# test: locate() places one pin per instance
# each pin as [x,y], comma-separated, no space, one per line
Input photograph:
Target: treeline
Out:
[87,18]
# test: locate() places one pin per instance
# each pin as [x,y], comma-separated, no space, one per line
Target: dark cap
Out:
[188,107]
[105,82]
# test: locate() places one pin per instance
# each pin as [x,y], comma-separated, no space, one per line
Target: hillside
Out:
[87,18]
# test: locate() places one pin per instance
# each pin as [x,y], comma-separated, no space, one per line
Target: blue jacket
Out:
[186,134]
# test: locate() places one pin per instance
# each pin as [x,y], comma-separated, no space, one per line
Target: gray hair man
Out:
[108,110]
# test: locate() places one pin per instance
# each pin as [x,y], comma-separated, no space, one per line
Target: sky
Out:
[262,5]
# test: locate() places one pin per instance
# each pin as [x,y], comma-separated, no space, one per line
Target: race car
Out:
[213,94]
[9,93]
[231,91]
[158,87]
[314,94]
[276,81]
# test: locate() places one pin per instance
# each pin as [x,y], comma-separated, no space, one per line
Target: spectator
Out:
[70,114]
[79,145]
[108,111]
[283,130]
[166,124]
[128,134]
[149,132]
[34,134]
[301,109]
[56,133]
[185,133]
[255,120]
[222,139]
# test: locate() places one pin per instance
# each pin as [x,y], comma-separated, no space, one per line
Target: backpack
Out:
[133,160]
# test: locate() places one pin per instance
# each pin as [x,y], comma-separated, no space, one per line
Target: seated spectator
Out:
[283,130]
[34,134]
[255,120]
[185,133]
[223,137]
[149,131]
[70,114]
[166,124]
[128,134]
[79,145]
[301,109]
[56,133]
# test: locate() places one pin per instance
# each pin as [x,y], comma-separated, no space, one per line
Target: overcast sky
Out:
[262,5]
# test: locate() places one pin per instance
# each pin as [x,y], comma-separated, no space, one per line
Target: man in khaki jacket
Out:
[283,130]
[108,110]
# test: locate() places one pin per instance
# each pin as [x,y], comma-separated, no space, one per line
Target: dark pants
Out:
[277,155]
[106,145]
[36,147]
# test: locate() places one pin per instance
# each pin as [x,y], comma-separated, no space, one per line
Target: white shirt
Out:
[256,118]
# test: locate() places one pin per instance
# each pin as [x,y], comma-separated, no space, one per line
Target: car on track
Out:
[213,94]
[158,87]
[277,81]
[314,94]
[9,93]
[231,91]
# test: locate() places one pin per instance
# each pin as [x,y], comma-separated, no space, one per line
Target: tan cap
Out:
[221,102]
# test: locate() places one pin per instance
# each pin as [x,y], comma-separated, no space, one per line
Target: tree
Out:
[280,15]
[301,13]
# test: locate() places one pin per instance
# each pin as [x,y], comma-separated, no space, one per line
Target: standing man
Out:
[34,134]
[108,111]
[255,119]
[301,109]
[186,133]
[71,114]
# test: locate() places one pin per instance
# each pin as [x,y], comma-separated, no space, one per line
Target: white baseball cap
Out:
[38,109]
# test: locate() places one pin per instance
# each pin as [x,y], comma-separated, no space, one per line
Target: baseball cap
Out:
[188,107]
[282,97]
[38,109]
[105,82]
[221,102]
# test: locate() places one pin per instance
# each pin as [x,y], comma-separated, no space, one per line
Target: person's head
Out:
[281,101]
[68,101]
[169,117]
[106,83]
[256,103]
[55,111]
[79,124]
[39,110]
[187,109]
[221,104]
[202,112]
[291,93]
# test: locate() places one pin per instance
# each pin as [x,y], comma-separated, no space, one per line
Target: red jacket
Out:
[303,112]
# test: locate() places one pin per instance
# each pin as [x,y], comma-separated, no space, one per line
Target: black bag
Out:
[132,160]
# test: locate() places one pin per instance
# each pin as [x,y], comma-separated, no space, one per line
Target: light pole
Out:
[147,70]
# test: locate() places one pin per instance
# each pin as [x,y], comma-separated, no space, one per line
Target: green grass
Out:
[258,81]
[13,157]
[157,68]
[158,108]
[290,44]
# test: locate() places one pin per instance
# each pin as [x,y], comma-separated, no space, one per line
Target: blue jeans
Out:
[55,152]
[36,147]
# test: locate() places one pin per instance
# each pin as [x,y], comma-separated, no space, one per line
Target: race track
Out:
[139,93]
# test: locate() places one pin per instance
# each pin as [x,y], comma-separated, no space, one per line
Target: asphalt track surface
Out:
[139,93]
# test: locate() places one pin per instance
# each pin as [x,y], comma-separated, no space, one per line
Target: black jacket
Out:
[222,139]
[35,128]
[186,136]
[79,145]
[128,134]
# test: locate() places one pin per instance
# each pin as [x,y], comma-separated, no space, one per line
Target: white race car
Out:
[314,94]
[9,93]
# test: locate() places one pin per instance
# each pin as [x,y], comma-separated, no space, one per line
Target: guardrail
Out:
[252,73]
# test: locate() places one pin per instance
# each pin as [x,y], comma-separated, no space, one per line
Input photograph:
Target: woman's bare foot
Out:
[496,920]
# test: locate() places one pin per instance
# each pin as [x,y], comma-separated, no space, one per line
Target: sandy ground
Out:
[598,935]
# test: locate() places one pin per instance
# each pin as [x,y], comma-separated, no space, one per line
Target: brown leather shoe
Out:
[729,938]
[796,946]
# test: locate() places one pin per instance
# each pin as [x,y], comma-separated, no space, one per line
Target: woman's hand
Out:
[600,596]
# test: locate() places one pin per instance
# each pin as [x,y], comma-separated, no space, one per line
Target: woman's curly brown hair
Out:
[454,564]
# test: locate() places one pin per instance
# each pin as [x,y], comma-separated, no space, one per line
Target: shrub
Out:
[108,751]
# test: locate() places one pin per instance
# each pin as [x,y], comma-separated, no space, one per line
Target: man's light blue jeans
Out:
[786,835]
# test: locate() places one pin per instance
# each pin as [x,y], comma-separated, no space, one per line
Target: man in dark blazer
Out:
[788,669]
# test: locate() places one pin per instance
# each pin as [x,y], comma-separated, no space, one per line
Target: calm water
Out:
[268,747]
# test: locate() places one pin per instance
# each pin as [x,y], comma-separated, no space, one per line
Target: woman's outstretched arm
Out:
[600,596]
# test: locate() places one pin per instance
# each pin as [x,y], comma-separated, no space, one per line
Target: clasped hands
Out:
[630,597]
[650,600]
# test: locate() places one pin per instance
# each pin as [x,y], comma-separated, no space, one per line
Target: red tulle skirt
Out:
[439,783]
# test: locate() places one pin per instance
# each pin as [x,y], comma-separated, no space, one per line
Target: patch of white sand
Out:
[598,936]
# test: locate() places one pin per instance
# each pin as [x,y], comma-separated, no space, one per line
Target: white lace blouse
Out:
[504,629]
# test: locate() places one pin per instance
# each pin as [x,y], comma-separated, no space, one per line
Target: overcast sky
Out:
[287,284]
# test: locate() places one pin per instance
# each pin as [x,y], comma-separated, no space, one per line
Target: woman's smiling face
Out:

Your task>
Locate each line in the data above that contains the word "light", and copy those lines.

Written response>
Target: light pole
Target: man's light blue jeans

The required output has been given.